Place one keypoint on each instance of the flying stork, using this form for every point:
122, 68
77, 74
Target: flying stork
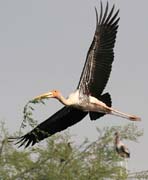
88, 97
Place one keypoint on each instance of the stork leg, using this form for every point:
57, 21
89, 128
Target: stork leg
123, 115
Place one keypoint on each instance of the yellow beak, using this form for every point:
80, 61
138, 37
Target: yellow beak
44, 96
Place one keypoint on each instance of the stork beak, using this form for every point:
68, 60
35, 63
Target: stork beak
44, 96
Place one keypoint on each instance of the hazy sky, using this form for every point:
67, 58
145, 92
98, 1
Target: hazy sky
43, 45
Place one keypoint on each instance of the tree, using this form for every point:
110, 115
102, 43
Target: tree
58, 158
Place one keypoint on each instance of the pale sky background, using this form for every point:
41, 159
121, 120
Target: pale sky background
43, 45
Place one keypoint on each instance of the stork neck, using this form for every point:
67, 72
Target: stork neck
63, 100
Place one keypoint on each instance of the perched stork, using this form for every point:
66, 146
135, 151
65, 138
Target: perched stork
121, 149
88, 97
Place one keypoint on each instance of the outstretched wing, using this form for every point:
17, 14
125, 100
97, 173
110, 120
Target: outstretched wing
59, 121
100, 56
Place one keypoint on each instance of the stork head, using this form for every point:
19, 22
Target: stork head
117, 133
50, 94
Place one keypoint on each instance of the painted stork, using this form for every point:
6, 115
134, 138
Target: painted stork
88, 97
121, 148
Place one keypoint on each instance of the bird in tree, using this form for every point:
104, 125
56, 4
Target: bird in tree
121, 148
88, 97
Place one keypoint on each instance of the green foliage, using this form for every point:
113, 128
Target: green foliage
59, 158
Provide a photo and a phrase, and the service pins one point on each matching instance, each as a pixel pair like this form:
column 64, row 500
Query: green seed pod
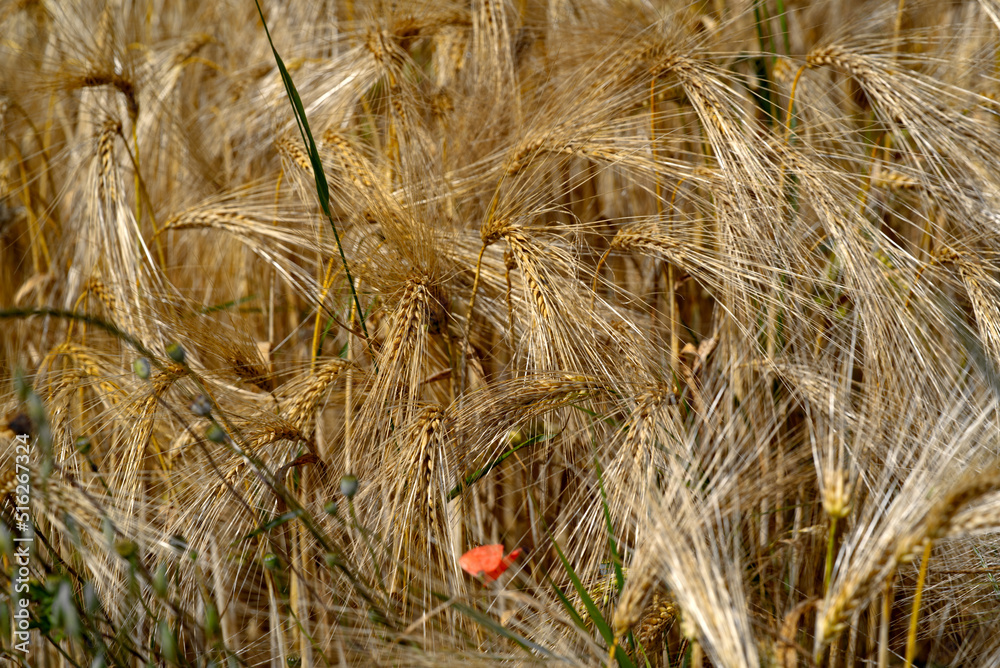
────
__What you should do__:
Please transcribe the listing above verbatim and exclude every picture.

__Result for this task__:
Place one keypoint on each instance of the flying stork, using this form for every point:
122, 68
77, 74
Target: flying stork
88, 97
Place one keypoint on each instance of the stork leg, using this form for every point:
57, 21
89, 128
Target: stork leg
123, 115
Place one keypoint on each instance of the yellow beak, using this form for every point:
80, 61
138, 37
Target: yellow beak
44, 96
Place one keypoint on each instance of the stork beak, using this form for every point:
68, 60
35, 63
Target: stork beak
44, 96
Place one keypoint on each instance of the hazy sky, using this form for every point:
67, 58
145, 92
98, 1
Target: hazy sky
43, 45
Place one keypoint on each instance of the tree, using this form for every point:
110, 115
102, 43
Target: tree
58, 158
Place one keypoint on each instance of the pale sky background, using this form for every point:
41, 159
121, 120
Target: pale sky background
43, 45
Place one keypoint on each instance of the stork neck, using this form for every point:
67, 72
Target: stork neck
63, 100
Place one keypoint on each instance of the perched stork, using this form for every point:
66, 146
135, 151
65, 138
Target: perched stork
121, 149
88, 97
Place one keypoint on each instance of the outstretched wing, using this form for every point:
17, 14
125, 100
97, 173
110, 120
Target: outstretched wing
59, 121
100, 56
Place one keypoint on each instance of the stork head, using this form for every point:
19, 22
Target: stork head
117, 133
50, 94
Place one keypoint on each instance of the painted stork, using this form for every point:
6, 115
134, 138
Target: painted stork
88, 97
121, 148
Place one keypoint on each instance of the bird in tree, using this form for every point:
104, 125
56, 4
Target: bird in tree
121, 148
88, 97
Place one keypoint on each instance of the green foliage, using this form for every point:
113, 128
Target: green foliage
59, 158
Provide a photo and a phrase, and the service pins one point on each matching instance, each as a pixel pair like this form:
column 64, row 500
Query: green seed pod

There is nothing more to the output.